● **YOUR INSTRUCTIONS**:
Which of the lines below mention the word "item"? Pull each one out.

------------------------------------------------------------

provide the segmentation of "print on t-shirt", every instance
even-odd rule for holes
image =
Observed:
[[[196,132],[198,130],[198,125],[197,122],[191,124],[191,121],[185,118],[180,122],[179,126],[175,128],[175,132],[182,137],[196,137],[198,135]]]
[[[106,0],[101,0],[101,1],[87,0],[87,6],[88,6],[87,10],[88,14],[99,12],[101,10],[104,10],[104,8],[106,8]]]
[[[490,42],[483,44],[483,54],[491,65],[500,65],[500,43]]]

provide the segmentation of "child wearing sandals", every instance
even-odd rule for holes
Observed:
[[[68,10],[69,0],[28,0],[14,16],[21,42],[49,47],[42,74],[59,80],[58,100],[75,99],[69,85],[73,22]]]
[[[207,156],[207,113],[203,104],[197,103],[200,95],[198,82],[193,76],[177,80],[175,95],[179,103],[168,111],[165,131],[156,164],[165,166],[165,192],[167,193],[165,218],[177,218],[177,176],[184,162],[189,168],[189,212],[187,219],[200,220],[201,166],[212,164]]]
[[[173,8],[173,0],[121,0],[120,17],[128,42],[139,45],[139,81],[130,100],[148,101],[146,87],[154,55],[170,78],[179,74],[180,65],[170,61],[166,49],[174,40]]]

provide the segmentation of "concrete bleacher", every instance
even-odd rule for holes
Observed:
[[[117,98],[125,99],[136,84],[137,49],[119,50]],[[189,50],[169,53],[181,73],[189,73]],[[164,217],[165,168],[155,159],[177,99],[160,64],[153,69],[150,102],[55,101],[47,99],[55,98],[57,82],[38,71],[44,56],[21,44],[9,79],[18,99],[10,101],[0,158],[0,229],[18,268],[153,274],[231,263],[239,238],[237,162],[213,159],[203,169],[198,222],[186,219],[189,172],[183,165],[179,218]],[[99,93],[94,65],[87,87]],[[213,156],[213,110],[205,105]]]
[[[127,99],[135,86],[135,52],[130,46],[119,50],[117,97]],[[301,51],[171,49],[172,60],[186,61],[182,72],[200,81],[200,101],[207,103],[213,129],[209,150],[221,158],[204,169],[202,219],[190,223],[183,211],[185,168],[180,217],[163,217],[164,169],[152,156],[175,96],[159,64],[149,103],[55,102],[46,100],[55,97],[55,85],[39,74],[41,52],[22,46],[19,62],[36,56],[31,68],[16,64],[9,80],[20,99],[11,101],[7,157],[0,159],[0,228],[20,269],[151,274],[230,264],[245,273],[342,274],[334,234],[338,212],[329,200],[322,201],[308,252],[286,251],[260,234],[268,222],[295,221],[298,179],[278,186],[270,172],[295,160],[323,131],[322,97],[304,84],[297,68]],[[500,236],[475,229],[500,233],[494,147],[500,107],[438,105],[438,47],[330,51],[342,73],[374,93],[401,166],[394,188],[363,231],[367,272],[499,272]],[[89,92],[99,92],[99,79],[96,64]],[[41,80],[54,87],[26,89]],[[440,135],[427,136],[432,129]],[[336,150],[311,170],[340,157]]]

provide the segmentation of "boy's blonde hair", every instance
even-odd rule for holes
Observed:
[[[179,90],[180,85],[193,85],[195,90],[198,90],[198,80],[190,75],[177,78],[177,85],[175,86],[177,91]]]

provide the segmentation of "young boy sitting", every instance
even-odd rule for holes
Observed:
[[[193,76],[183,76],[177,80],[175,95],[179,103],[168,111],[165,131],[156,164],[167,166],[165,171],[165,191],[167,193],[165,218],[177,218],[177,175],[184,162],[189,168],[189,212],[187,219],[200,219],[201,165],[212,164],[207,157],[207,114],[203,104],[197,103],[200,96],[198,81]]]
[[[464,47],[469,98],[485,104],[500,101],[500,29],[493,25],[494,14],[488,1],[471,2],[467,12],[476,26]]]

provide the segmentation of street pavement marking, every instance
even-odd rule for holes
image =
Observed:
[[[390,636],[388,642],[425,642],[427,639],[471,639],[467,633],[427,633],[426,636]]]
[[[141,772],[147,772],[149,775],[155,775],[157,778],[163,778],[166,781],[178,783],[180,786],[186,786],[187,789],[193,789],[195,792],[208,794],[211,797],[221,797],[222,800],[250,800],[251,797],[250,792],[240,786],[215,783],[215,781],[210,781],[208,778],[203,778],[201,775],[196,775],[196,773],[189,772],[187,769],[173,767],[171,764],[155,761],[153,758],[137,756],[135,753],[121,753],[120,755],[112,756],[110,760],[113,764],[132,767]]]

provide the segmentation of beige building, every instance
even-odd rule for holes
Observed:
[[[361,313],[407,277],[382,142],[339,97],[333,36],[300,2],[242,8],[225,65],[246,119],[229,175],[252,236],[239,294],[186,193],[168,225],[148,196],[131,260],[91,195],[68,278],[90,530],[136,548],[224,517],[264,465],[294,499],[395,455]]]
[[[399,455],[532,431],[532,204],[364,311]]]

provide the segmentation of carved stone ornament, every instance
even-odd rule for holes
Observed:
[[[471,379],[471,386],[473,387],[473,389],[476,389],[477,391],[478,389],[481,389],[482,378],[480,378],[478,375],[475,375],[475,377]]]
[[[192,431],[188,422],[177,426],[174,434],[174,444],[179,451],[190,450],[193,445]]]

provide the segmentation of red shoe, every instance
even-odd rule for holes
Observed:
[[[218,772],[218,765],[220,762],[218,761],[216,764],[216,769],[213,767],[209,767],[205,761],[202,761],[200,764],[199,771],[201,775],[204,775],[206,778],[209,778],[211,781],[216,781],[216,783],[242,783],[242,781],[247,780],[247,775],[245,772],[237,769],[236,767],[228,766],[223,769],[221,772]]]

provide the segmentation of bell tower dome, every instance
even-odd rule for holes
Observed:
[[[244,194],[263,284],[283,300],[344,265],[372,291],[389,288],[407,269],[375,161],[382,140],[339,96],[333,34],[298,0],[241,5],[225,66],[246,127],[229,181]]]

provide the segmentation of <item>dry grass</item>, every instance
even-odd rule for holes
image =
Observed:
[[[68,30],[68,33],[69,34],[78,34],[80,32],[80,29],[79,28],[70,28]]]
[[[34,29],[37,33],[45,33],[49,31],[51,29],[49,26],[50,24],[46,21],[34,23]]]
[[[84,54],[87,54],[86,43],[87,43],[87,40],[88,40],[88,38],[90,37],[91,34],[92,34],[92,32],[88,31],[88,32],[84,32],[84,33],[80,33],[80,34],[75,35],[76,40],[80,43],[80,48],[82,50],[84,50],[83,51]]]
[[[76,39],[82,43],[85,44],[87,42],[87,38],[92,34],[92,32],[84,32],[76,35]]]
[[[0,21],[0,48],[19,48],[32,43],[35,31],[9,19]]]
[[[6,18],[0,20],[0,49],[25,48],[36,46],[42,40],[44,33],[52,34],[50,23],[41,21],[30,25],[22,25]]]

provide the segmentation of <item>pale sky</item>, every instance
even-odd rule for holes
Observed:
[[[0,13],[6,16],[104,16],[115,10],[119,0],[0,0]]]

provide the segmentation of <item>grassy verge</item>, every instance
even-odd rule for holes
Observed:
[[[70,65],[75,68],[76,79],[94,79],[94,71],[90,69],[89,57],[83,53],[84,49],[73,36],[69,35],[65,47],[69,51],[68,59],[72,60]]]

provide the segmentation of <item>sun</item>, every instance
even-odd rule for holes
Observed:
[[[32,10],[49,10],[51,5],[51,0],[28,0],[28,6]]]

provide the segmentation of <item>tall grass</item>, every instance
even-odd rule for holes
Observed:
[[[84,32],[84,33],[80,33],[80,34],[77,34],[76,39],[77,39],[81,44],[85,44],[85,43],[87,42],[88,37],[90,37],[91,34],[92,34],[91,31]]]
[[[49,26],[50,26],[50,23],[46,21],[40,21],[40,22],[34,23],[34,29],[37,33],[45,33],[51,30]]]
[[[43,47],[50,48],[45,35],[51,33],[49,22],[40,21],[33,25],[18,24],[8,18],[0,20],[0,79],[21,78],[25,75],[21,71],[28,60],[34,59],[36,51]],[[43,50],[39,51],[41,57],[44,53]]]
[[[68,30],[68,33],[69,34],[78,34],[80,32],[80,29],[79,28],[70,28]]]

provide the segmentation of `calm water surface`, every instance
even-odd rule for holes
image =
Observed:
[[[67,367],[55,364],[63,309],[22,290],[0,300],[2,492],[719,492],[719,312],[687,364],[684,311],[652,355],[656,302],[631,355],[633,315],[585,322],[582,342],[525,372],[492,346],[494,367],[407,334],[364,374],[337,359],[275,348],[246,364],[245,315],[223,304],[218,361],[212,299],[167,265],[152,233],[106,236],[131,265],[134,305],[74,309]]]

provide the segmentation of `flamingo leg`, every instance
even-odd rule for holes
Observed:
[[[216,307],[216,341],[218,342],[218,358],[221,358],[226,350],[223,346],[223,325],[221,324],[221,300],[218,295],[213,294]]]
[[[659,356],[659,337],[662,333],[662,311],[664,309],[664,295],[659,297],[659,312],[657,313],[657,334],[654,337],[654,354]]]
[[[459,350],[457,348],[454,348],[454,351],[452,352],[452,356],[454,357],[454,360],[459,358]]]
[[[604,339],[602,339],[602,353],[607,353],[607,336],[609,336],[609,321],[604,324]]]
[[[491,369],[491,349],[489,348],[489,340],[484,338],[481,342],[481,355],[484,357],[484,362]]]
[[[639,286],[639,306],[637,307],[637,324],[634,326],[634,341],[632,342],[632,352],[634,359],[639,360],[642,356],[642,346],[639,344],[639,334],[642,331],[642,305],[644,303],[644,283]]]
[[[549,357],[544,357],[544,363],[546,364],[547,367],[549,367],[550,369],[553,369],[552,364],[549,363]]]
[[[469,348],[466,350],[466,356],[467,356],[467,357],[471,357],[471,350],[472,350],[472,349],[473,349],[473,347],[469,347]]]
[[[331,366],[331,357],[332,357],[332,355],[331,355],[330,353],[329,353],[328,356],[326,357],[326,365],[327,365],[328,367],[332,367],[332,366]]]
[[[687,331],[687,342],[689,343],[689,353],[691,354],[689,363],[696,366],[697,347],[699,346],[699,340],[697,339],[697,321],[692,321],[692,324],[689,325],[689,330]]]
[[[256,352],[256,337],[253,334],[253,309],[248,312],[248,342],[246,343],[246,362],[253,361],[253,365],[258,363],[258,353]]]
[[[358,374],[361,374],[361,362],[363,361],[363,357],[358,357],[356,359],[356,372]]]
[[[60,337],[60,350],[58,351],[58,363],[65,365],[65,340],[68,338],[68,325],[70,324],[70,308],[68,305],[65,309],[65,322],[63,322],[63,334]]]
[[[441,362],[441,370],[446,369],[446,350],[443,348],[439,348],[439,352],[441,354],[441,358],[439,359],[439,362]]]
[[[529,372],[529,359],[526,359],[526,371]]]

------------------------------------------------------------

● **SOLVED PROBLEM**:
provide the segmentation of <item>dry grass</item>, every instance
provide the segmentation of <item>pale sky</item>, every instance
provide the segmentation of <item>grassy verge</item>, every instance
provide the segmentation of <item>sun</item>, every instance
provide the segmentation of <item>tall grass</item>, every instance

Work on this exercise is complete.